▶ **Task goal**
What is needed is an exact repeat of the lines from the line containing "the white toilet" through the final line of the entries below, and nothing else.

[Referring expression pointing data]
★ ★ ★ ★
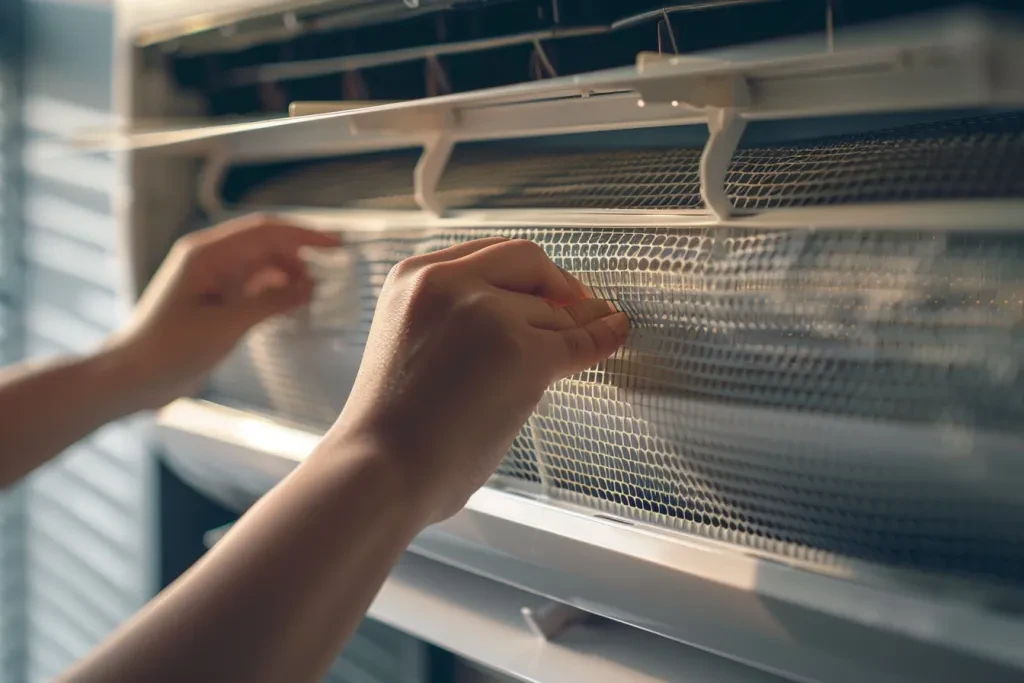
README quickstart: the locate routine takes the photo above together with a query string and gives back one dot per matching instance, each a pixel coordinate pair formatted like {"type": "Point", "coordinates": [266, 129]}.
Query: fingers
{"type": "Point", "coordinates": [577, 348]}
{"type": "Point", "coordinates": [459, 251]}
{"type": "Point", "coordinates": [543, 314]}
{"type": "Point", "coordinates": [262, 229]}
{"type": "Point", "coordinates": [521, 265]}
{"type": "Point", "coordinates": [274, 301]}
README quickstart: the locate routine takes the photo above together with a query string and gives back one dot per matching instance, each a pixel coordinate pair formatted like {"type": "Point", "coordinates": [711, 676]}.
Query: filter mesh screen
{"type": "Point", "coordinates": [957, 159]}
{"type": "Point", "coordinates": [824, 394]}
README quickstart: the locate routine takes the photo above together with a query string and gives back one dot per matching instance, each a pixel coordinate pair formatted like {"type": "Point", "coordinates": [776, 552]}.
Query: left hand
{"type": "Point", "coordinates": [213, 287]}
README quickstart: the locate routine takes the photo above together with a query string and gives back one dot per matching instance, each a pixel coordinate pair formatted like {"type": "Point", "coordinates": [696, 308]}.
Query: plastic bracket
{"type": "Point", "coordinates": [552, 620]}
{"type": "Point", "coordinates": [430, 168]}
{"type": "Point", "coordinates": [726, 128]}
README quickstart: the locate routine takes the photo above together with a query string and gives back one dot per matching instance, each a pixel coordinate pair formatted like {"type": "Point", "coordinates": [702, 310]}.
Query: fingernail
{"type": "Point", "coordinates": [620, 323]}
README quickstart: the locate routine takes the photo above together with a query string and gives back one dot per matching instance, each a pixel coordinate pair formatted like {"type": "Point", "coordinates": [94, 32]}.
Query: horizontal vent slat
{"type": "Point", "coordinates": [73, 258]}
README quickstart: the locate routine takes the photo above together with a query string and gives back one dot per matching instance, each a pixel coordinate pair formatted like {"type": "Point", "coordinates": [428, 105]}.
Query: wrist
{"type": "Point", "coordinates": [116, 379]}
{"type": "Point", "coordinates": [398, 486]}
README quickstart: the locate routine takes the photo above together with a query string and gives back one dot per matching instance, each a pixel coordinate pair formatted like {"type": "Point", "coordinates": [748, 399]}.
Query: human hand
{"type": "Point", "coordinates": [211, 289]}
{"type": "Point", "coordinates": [462, 347]}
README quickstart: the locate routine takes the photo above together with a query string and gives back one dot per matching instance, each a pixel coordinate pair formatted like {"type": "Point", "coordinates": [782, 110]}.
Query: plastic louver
{"type": "Point", "coordinates": [977, 158]}
{"type": "Point", "coordinates": [819, 394]}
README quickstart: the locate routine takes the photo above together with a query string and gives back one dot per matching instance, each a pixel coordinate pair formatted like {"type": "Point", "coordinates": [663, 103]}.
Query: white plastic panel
{"type": "Point", "coordinates": [855, 625]}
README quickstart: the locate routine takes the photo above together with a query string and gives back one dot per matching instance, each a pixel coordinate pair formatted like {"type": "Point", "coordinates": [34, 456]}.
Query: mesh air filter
{"type": "Point", "coordinates": [848, 393]}
{"type": "Point", "coordinates": [976, 158]}
{"type": "Point", "coordinates": [957, 159]}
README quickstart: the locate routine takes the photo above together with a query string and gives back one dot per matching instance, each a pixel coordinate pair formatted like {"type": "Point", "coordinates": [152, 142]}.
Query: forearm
{"type": "Point", "coordinates": [46, 407]}
{"type": "Point", "coordinates": [283, 591]}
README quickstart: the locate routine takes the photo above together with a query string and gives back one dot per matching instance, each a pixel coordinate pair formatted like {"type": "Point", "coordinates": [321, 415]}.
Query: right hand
{"type": "Point", "coordinates": [463, 344]}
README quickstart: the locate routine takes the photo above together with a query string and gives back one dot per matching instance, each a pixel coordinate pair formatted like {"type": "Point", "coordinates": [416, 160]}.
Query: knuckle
{"type": "Point", "coordinates": [527, 247]}
{"type": "Point", "coordinates": [185, 246]}
{"type": "Point", "coordinates": [260, 218]}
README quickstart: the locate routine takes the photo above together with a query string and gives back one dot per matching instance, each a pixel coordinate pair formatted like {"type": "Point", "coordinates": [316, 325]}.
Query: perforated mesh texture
{"type": "Point", "coordinates": [956, 159]}
{"type": "Point", "coordinates": [820, 394]}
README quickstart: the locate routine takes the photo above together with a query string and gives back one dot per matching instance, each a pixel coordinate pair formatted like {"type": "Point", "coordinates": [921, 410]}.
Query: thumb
{"type": "Point", "coordinates": [579, 348]}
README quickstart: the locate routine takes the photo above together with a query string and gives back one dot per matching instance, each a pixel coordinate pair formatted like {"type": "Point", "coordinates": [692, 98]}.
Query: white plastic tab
{"type": "Point", "coordinates": [429, 170]}
{"type": "Point", "coordinates": [726, 128]}
{"type": "Point", "coordinates": [552, 620]}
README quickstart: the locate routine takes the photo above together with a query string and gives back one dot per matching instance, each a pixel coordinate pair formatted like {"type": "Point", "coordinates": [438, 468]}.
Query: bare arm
{"type": "Point", "coordinates": [423, 429]}
{"type": "Point", "coordinates": [214, 286]}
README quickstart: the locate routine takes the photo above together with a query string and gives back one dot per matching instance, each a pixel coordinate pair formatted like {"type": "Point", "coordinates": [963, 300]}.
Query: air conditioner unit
{"type": "Point", "coordinates": [807, 461]}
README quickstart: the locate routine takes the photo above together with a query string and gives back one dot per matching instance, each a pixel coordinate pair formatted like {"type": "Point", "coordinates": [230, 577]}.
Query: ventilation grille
{"type": "Point", "coordinates": [824, 394]}
{"type": "Point", "coordinates": [977, 158]}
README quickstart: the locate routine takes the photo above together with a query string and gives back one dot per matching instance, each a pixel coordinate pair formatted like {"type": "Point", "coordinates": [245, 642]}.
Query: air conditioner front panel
{"type": "Point", "coordinates": [821, 394]}
{"type": "Point", "coordinates": [942, 158]}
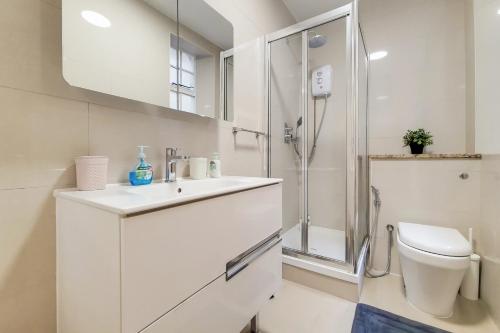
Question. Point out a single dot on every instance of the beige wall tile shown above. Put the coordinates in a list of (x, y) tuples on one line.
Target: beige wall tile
[(27, 261), (41, 136)]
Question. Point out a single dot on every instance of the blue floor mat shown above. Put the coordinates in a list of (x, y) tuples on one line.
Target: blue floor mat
[(369, 319)]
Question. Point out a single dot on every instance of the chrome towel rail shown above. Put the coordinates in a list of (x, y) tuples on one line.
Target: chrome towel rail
[(257, 133)]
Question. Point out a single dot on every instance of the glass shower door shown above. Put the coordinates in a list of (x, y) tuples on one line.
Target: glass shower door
[(285, 100), (327, 153)]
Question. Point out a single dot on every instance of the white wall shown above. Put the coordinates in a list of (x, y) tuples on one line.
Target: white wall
[(46, 123), (489, 225), (421, 82), (425, 192), (487, 78)]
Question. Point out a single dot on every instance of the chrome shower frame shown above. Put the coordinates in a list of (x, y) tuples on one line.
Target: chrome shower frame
[(353, 219)]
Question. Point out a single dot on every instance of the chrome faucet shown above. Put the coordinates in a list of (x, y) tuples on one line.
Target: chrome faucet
[(171, 165)]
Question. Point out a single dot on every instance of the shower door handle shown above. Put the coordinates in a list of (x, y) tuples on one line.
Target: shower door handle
[(243, 260), (288, 134)]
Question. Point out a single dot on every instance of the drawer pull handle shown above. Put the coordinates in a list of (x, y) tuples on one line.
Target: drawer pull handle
[(243, 260)]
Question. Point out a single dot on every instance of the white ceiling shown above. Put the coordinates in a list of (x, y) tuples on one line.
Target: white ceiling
[(200, 17), (304, 9)]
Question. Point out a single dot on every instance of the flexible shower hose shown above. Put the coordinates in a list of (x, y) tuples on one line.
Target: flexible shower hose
[(377, 203)]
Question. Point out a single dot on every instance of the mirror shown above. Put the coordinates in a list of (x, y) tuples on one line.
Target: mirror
[(169, 53)]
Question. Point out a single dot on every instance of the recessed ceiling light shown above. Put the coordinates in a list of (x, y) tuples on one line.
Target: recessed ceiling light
[(378, 55), (96, 19)]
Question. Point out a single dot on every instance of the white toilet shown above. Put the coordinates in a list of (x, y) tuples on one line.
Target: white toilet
[(433, 263)]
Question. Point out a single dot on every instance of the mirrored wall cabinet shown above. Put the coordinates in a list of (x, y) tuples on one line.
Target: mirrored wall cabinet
[(175, 54)]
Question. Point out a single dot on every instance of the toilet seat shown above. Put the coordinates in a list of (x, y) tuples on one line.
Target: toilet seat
[(432, 259), (433, 262), (434, 240)]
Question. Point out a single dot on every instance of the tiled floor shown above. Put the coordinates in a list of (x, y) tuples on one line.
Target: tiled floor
[(299, 309), (386, 293)]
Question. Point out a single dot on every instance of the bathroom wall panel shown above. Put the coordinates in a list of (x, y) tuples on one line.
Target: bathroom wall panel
[(47, 124), (489, 244), (40, 136), (426, 192), (421, 82), (27, 261)]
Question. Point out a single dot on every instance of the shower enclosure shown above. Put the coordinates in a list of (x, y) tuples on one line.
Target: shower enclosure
[(317, 90)]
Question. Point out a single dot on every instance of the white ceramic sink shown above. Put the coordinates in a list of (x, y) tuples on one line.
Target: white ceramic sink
[(125, 199)]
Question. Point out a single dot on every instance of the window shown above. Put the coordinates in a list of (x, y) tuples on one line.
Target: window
[(184, 91)]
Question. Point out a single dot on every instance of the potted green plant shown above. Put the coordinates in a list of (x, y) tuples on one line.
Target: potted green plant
[(417, 140)]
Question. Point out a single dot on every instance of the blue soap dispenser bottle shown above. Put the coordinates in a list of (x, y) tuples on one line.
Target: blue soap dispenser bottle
[(142, 174)]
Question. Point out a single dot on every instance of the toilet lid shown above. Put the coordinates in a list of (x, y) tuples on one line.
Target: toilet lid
★ ★ ★ ★
▶ **Output for this task**
Question. Point out a single dot on every instance of the white toilet shown above. Put the coordinates in a list of (x, y) tuples on one line.
Target: white toilet
[(433, 263)]
Question. Point out a single dot on every instance of the mirrored wall cabinet shown above. Put the coordinates in a list of (x, y) tuples on one line.
Target: mirrored wall cabinet
[(175, 54)]
Question. Point out a single dot on every instance of the toilet seat shown above. Put the coordinates in a list of (x, y) tuples on one line.
Target: toilet seat
[(432, 259), (433, 262), (434, 240)]
Question. Point out a single dot on every instance of the tiled floor shown above. Put the coordinates in a list of (x, y) tuples on one line.
Target: tiled floor
[(299, 309), (386, 293)]
Question. Point out a single dot on every instance of the bathroom wall panel shown above. Put the coordinates in a list of (x, y) tuples on one line.
Target: bathroom wall panel
[(47, 124), (489, 244), (40, 136), (426, 192), (421, 82), (27, 261)]
Question. Point out a single dot on every instance of the shower enclosure shown above. Put the coordinates in a list of (x, y) tuples on one line.
Target: shower enclosure
[(317, 90)]
Question. Point out a single dot on every instance of the white ceramic sink shown above. Put the coordinates in a list of (x, y) tuples on one line.
Target: white ceramic sink
[(125, 199)]
Question. Point out a single dot on every instance of the window shown above. Put the coordinates in a list of (x, y) tuples on one line.
Target: window
[(184, 91)]
Question. Point out a single dot on every instance of the potted green plant shown above. Put the coordinates in a list of (x, y) tuples on one line.
Target: potted green plant
[(417, 140)]
Question. Point out a single dot on every instance of the blue soap dispenser bottle shown above. Put the coordinates in a list of (x, y) tuples on one line.
Target: blue soap dispenser bottle
[(142, 174)]
Question. Point out a single dot on every instance of the toilet lid shown above. Put the coordinates in a list of (x, y) tuples on one line.
Target: toilet lid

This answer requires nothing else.